# 文章

经典逻辑只是对命题联结词、个体词、谓词、量词和等词进行了研究,但在自然语言中,除了这些语言成分之外,显然还存在许多其他的语言成分,如各种各样的副词,包括模态词“必然”、“可能”和“不可能”

、时态词“过去”、“现在”和“未来”、道义词“应该”、“允许”、“禁止”等等,以及各种认知动词,如“思考”、“希望”、“相信”、“判断”、“猜测”、“考虑”、“怀疑”,这些认知动词在逻辑和哲学文献中被叫做“命题态度词”。对这些副词以及命题态度词的逻辑研究可以归类为“广义内涵逻辑”。

大多数副词以及几乎所有命题态度词都是内涵性的,造成内涵语境,后者与外延语境构成对照。外延语境又叫透明语境,是经典逻辑的组合性原则、等值置换规则、同一性替换规则在其中适用的语境;内涵语境又称晦暗语境,是上述规则在其中不适用的语境。相应于外延语境和内涵语境的区别,一切语言表达式(包括自然语言的名词、动词、形容词直至语句)都可以区分为外延性的和内涵性的,前者是提供外延语境的表达式,后者是提供内涵性语境的表达式。例如,杀死、见到、拥抱、吻、砍、踢、打、与…下棋等都是外延性表达式,而知道、相信、认识、必然、可能、允许、禁止、过去、现在、未来等都是内涵性表达式。在内涵语境中会出现一些复杂的情况。首先,对于个体词项来说,关键性的东西是我们不仅必须考虑它们在现实世界中的外延,而且要考虑它们在其他可能世界中的外延。例如,由于“必然”是内涵性表达式,它提供内涵语境,因而下述推理是非有效的:

晨星必然是晨星,

晨星就是暮星,

所以,晨星必然是暮星。

这是因为:这个推理只考虑到“晨星”和“暮星”在现实世界中的外延,并没有考虑到它们在每一个可能世界中的外延,我们完全可以设想一个可能世界,在其中“晨星”的外延不同于“暮星”的外延。因此,我们就不能利用同一性替换规则,由该推理的前提得出它的结论:“晨星必然是暮星”。其次,在内涵语境中,语言表达式不再以通常是它们的外延的东西作为外延,而以通常是它们的内涵的东西作为外延。以“达尔文相信人是从猿猴进化而来的”这个语句为例。这里,达尔文所相信的是“人是从猿猴进化而来的”所表达的思想,而不是它所指称的真值,于是在这种情况下,“人是从猿猴进化而来的”所表达的思想(命题)就构成它的外延。再次,在内涵语境中,虽然适用于外延的函项性原则不再成立,但并不是非要抛弃不可,可以把它改述为新的形式:一复合表达式的外延是它出现于外延语境中的部分表达式的外延加上出现于内涵语境中的部分表达式的内涵的函项。这个新的组合性或函项性原则在内涵逻辑中成立。

# 练习题目 1
能否把上面文章中的这句话译成英文:“这个新的组合性或函项性原则在内涵逻辑中成立。”
文章与这些数据行彼此无关。

# 所示数据
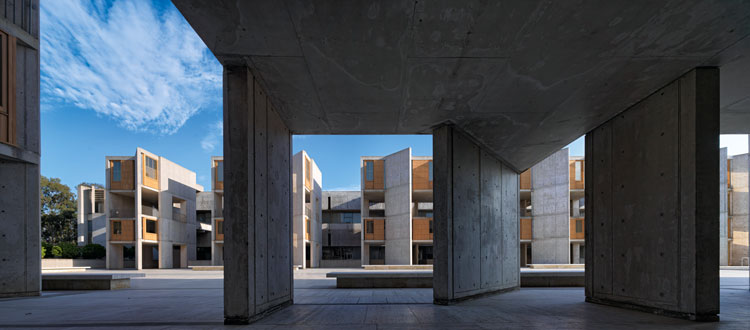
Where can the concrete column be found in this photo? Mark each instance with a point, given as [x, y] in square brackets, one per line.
[723, 209]
[550, 209]
[476, 220]
[652, 210]
[258, 221]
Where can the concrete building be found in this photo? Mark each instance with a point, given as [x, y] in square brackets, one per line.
[151, 212]
[306, 215]
[341, 229]
[217, 210]
[552, 211]
[20, 265]
[397, 209]
[92, 217]
[734, 207]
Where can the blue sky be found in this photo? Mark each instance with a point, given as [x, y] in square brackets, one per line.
[116, 75]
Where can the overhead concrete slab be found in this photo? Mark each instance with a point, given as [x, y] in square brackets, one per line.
[524, 78]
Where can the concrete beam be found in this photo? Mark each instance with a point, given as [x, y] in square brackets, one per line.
[476, 220]
[258, 222]
[652, 211]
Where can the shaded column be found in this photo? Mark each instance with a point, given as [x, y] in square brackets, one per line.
[476, 220]
[652, 210]
[257, 187]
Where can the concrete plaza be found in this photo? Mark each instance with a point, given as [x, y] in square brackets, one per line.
[178, 299]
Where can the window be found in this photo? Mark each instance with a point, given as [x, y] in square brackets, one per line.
[151, 226]
[220, 171]
[151, 167]
[370, 170]
[116, 171]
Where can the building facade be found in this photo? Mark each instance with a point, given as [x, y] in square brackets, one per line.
[92, 218]
[341, 229]
[396, 209]
[307, 189]
[734, 207]
[150, 203]
[552, 211]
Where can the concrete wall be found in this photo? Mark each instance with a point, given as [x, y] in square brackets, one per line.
[652, 211]
[550, 209]
[398, 208]
[739, 211]
[476, 219]
[723, 209]
[258, 217]
[20, 250]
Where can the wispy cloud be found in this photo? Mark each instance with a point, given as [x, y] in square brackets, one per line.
[213, 137]
[142, 66]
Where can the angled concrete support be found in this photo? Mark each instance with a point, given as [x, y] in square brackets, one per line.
[652, 209]
[476, 220]
[257, 209]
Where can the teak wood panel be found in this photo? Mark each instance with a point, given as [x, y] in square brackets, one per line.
[526, 229]
[128, 231]
[377, 181]
[7, 88]
[378, 229]
[421, 175]
[572, 170]
[526, 180]
[147, 181]
[421, 229]
[127, 175]
[150, 236]
[573, 234]
[308, 174]
[219, 233]
[218, 185]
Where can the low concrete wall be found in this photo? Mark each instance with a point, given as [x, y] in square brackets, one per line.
[67, 263]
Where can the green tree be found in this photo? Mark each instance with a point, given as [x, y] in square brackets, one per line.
[58, 212]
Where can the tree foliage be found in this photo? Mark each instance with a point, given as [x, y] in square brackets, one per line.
[58, 212]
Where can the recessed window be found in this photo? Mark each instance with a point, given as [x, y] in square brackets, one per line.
[151, 167]
[117, 171]
[370, 170]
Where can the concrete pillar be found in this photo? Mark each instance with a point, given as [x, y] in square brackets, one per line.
[258, 221]
[550, 209]
[652, 211]
[476, 220]
[723, 209]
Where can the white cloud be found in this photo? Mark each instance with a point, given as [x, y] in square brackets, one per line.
[213, 137]
[146, 69]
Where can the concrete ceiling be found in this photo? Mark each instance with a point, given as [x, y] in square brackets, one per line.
[522, 77]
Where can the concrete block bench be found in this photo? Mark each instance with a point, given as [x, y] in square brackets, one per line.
[54, 282]
[383, 279]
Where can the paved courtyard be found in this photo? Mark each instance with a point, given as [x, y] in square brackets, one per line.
[179, 299]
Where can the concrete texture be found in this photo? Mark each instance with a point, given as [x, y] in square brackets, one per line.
[20, 264]
[258, 219]
[657, 251]
[723, 209]
[476, 219]
[558, 69]
[550, 209]
[740, 211]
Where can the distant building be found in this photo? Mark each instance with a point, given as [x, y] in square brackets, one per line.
[150, 203]
[341, 229]
[397, 209]
[92, 219]
[552, 211]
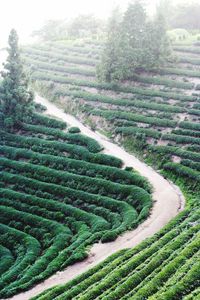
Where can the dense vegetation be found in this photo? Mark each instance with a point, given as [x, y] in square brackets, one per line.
[133, 43]
[59, 193]
[156, 116]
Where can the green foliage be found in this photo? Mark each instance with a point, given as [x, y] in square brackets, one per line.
[54, 205]
[15, 94]
[133, 44]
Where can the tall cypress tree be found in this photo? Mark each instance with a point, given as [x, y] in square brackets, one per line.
[109, 64]
[15, 94]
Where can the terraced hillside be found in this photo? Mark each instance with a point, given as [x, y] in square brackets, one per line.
[59, 194]
[157, 116]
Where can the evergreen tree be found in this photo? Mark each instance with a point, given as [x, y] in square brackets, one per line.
[133, 39]
[15, 94]
[109, 65]
[135, 44]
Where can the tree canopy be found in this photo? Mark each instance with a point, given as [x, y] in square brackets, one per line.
[133, 43]
[15, 94]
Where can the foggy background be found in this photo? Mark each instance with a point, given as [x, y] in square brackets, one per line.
[28, 15]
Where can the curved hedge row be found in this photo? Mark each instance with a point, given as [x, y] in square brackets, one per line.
[58, 197]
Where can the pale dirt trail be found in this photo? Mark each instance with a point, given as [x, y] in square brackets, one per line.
[168, 201]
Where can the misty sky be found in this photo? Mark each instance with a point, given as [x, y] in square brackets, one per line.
[28, 15]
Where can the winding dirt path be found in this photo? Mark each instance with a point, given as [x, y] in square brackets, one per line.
[168, 202]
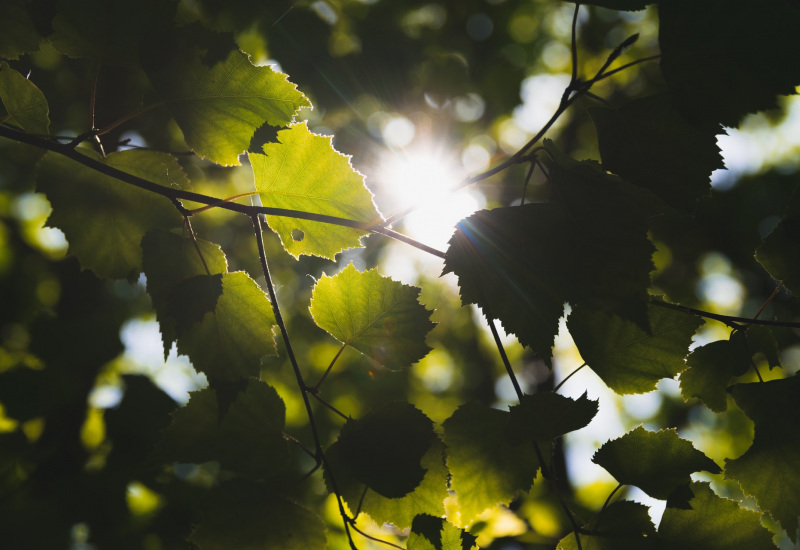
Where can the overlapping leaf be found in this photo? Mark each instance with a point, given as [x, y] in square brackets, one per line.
[711, 523]
[715, 75]
[104, 219]
[628, 358]
[656, 462]
[304, 172]
[375, 315]
[229, 342]
[624, 525]
[649, 143]
[486, 467]
[384, 449]
[248, 440]
[769, 469]
[426, 498]
[18, 34]
[547, 415]
[218, 102]
[248, 517]
[24, 103]
[435, 533]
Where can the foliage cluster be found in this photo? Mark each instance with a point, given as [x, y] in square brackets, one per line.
[279, 450]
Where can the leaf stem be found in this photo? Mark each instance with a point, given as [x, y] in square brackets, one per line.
[570, 375]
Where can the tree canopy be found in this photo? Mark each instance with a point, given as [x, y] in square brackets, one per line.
[599, 351]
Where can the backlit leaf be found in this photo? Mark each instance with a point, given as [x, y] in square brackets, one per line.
[105, 219]
[656, 462]
[624, 525]
[384, 449]
[219, 103]
[24, 103]
[547, 415]
[649, 143]
[435, 533]
[230, 341]
[711, 523]
[486, 467]
[427, 498]
[246, 516]
[769, 469]
[304, 172]
[712, 73]
[379, 317]
[712, 368]
[628, 358]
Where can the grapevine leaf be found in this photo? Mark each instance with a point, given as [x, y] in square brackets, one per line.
[169, 259]
[304, 172]
[230, 341]
[384, 449]
[628, 358]
[218, 104]
[656, 462]
[486, 467]
[624, 525]
[18, 34]
[435, 533]
[768, 470]
[248, 440]
[715, 76]
[24, 103]
[711, 523]
[504, 266]
[107, 31]
[375, 315]
[649, 143]
[547, 415]
[246, 516]
[712, 368]
[427, 498]
[104, 219]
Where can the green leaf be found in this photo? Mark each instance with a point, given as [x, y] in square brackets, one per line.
[624, 525]
[18, 34]
[486, 467]
[711, 523]
[649, 143]
[383, 449]
[105, 219]
[435, 533]
[24, 103]
[248, 440]
[218, 103]
[628, 358]
[169, 259]
[427, 498]
[379, 317]
[547, 415]
[304, 172]
[230, 341]
[656, 462]
[246, 516]
[769, 469]
[713, 74]
[712, 368]
[110, 32]
[505, 268]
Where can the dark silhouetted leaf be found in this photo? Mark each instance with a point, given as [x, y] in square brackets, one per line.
[379, 317]
[656, 462]
[712, 523]
[486, 468]
[769, 469]
[304, 172]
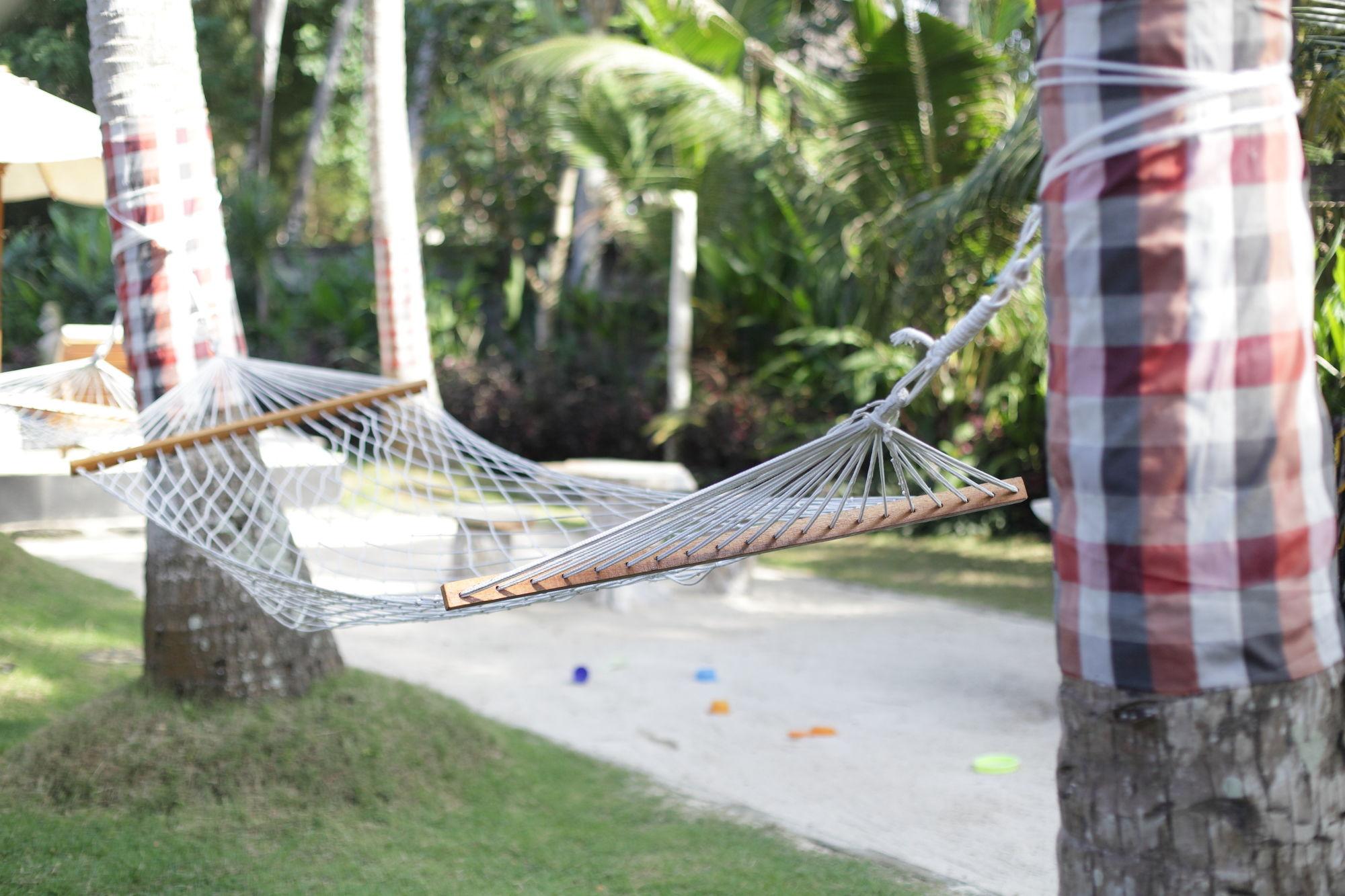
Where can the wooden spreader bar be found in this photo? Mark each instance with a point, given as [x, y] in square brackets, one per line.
[461, 594]
[46, 404]
[249, 424]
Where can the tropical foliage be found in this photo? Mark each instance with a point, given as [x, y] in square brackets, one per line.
[860, 167]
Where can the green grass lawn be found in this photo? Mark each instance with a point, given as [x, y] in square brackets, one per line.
[52, 620]
[367, 784]
[1005, 573]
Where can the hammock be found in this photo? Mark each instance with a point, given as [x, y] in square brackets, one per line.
[73, 404]
[340, 499]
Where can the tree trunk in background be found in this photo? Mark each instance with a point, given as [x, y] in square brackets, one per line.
[427, 58]
[681, 279]
[403, 326]
[956, 11]
[1199, 628]
[587, 247]
[322, 106]
[205, 635]
[586, 261]
[563, 221]
[268, 28]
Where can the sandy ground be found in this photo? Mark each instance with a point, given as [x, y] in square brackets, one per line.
[915, 688]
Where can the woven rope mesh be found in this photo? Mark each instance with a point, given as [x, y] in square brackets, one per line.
[354, 516]
[358, 514]
[73, 404]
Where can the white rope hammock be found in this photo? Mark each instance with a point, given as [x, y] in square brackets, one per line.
[341, 499]
[72, 404]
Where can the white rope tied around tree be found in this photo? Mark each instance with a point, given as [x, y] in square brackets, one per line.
[829, 467]
[353, 517]
[1194, 92]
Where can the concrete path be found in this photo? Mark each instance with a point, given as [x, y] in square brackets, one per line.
[915, 688]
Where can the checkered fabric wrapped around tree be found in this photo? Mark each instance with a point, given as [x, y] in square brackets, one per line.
[1191, 460]
[161, 175]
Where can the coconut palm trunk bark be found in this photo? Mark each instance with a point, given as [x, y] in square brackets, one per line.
[681, 279]
[400, 280]
[205, 635]
[1203, 720]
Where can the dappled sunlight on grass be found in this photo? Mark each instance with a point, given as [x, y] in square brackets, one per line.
[53, 619]
[1005, 573]
[367, 784]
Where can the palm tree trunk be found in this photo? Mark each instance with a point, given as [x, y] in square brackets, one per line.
[956, 11]
[322, 106]
[681, 278]
[268, 28]
[563, 221]
[205, 635]
[586, 268]
[1198, 611]
[403, 326]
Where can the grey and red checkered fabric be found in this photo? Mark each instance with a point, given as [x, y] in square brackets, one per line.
[162, 175]
[1191, 460]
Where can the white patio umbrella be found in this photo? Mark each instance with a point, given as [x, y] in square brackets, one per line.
[50, 149]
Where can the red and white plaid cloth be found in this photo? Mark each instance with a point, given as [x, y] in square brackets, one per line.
[162, 177]
[1191, 462]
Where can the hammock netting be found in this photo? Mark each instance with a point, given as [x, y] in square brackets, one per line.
[362, 512]
[75, 404]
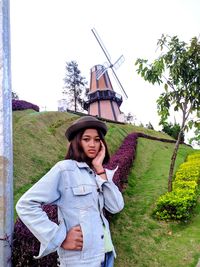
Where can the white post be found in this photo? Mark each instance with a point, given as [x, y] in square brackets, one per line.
[6, 157]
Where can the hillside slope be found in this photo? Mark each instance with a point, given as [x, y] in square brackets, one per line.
[140, 241]
[39, 142]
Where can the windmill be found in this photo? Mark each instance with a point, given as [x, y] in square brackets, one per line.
[103, 101]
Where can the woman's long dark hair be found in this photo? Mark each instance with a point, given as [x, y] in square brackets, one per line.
[75, 150]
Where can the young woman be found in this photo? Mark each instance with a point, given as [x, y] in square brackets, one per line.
[81, 188]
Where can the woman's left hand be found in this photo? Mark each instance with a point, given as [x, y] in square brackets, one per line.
[98, 160]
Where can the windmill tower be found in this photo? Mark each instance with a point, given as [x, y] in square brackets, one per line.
[103, 101]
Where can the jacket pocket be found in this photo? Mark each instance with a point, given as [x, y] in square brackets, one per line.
[83, 196]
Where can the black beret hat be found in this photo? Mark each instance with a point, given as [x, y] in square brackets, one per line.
[85, 122]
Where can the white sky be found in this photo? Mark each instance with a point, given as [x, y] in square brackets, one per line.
[45, 34]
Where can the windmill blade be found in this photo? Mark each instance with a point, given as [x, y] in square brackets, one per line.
[120, 85]
[118, 62]
[102, 45]
[100, 72]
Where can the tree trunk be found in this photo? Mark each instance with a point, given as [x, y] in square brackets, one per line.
[75, 98]
[173, 160]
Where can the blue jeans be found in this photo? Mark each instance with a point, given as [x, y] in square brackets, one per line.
[109, 260]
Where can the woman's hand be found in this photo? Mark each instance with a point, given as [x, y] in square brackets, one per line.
[98, 160]
[74, 239]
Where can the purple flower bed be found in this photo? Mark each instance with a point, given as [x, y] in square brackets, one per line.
[22, 105]
[25, 245]
[123, 158]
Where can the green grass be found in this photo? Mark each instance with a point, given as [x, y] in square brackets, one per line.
[139, 239]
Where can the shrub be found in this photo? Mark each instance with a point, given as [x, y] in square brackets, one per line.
[176, 205]
[22, 105]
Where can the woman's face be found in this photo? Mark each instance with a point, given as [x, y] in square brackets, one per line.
[90, 143]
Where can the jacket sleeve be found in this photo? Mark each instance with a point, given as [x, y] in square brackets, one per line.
[113, 198]
[45, 191]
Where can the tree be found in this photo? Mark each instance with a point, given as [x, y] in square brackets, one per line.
[75, 84]
[178, 68]
[196, 139]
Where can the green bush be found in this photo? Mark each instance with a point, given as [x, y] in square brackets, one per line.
[177, 205]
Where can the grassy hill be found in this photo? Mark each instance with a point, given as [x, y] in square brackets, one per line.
[141, 241]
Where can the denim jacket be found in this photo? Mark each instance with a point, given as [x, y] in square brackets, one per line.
[80, 196]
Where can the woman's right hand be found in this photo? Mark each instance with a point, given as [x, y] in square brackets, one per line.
[74, 239]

# 练习题目 2
能否从数据行中含有“Where can the grassy”的那一行开始,一直到数据行的最后一行为止,把这些行逐字输出,首尾两行都包括在内?

# 练习作答 1
This new principle of compositionality, or of functionality, holds in intensional logic.

# 练习作答 2
Where can the grassy hill be found in this photo? Mark each instance with a point, given as [x, y] in square brackets, one per line.
[141, 241]
Where can the denim jacket be found in this photo? Mark each instance with a point, given as [x, y] in square brackets, one per line.
[80, 196]
Where can the woman's right hand be found in this photo? Mark each instance with a point, given as [x, y] in square brackets, one per line.
[74, 239]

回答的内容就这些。